- **Objective**: Write out, word for word, the part of the passage on competition policy from "Before looking at" to "the market economy.".

- **Passage given**:
Competition is not necessarily a natural state for many markets. In some, such as gas, water, and electricity markets, the need for major infrastructure impedes competition. But in other services and goods markets, policies that promote competition can be used to encourage fair play among firms, to shed light on otherwise murky pricing and contracting practices, and to open up opportunities for small- and medium-sized enterprises to grow. Competition and the competition policy tool kit can also be used to eliminate corruption and rigged bidding processes and thus maximize the value of public expenditure.

What are competition and competition policy?

Before looking at competition policy, we first need to distinguish it from competition itself. Although this may appear a little contradictory, it is important if we are to identify what each policy area does and what it does not do. It is also important because of language. Many countries have in fact had what are now called competition policies for hundreds, if not thousands, of years. These market-regulating laws and rules were designed to ensure a form of fair play in the marketplace. Market rules have existed for as long as markets and long before what we now call the market economy.

Competition springs from interactions in the marketplace as rivalry between firms over consumers’ or customers’ money drives them to deliver higher quality and lower prices. This process of rivalry then impels each firm to look inward to ensure that it is using all its resources as efficiently as possible. This reduces inefficient use of resources, cutting down waste, and, thereby, reducing costs. Competition is therefore a process, whereas competition policy is largely a curative when that process fails to work.

Competitive markets

“Competitive markets are ones in which there are many firms operating; their ability to set prices is limited in that if they charge above the market price, they would lose their customers; information is widely available to producers and consumers; both entry and exit are relatively easy for actors [firms] in the market; externalities are limited; infrastructure is adequate; and contracts can be enforced and property rights protected. When these characteristics apply, economists infer that the market functions well as an institution and permits resources to be used efficiently and welfare [consumer and producer surplus] to be maximized.”— Carlton and Perloff (1999)

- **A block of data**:
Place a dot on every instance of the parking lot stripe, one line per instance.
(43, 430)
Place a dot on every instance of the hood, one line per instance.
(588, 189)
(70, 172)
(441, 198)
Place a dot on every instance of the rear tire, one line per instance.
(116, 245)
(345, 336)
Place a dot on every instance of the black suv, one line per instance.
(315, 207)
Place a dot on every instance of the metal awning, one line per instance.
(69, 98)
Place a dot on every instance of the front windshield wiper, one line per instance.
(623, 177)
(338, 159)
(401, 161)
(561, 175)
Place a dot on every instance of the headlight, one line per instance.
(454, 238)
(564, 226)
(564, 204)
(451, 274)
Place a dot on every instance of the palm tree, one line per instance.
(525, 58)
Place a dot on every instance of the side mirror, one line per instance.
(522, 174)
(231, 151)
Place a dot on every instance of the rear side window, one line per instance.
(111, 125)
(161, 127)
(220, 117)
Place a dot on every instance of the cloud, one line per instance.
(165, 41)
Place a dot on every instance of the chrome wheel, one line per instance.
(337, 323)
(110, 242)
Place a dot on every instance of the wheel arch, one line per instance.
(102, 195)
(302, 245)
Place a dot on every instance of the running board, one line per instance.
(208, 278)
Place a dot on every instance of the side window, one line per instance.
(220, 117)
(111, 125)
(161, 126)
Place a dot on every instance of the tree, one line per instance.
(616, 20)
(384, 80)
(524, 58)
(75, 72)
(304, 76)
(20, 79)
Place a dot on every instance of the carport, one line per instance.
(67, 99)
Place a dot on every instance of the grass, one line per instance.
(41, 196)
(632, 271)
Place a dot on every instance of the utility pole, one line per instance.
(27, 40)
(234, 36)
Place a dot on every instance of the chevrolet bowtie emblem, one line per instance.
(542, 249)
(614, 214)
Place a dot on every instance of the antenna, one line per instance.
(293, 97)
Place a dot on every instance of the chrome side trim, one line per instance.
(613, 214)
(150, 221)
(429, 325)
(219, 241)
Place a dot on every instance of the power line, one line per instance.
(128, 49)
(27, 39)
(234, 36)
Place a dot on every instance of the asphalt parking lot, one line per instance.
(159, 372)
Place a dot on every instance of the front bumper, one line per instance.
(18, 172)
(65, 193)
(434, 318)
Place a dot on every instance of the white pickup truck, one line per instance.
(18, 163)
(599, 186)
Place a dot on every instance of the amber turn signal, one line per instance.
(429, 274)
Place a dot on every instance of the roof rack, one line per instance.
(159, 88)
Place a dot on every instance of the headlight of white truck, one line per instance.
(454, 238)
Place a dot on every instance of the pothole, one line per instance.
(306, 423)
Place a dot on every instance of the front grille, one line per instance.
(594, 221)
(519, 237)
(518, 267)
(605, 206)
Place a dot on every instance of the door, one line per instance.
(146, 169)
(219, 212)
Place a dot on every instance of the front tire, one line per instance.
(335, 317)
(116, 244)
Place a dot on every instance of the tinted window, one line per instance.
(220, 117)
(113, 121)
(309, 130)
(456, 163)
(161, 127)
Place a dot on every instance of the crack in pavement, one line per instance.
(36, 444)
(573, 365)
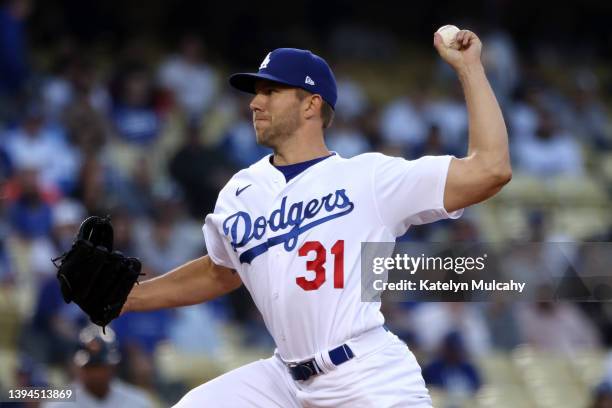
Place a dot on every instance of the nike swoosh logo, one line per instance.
(240, 190)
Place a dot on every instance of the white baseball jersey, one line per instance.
(297, 244)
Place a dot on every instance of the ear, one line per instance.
(312, 106)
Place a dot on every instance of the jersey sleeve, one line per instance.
(216, 245)
(411, 192)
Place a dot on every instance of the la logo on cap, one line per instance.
(265, 62)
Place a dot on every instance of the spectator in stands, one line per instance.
(95, 384)
(163, 243)
(602, 396)
(589, 119)
(352, 99)
(27, 374)
(403, 123)
(239, 142)
(550, 152)
(75, 85)
(347, 139)
(35, 145)
(29, 212)
(191, 81)
(433, 321)
(200, 171)
(134, 115)
(14, 68)
(449, 115)
(556, 326)
(452, 370)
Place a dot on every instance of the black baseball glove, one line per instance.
(94, 276)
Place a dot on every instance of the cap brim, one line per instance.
(246, 82)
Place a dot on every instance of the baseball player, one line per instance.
(290, 229)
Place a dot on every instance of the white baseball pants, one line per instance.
(383, 374)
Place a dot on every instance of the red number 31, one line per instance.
(317, 265)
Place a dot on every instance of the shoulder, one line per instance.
(253, 173)
(133, 396)
(367, 159)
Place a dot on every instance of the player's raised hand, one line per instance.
(463, 52)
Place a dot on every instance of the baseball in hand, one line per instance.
(448, 34)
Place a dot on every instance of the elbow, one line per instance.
(502, 176)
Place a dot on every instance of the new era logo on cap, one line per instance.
(293, 67)
(265, 62)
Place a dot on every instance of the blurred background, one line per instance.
(123, 108)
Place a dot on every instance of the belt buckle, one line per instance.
(310, 366)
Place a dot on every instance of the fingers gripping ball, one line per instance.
(94, 276)
(448, 34)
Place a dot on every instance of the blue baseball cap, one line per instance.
(293, 67)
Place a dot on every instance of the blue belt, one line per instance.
(306, 369)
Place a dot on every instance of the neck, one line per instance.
(300, 147)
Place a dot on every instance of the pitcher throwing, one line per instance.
(290, 229)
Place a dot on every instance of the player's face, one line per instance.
(276, 112)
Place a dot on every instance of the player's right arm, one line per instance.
(194, 282)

- **Finished answer**:
Before looking at competition policy, we first need to distinguish it from competition itself. Although this may appear a little contradictory, it is important if we are to identify what each policy area does and what it does not do. It is also important because of language. Many countries have in fact had what are now called competition policies for hundreds, if not thousands, of years. These market-regulating laws and rules were designed to ensure a form of fair play in the marketplace. Market rules have existed for as long as markets and long before what we now call the market economy.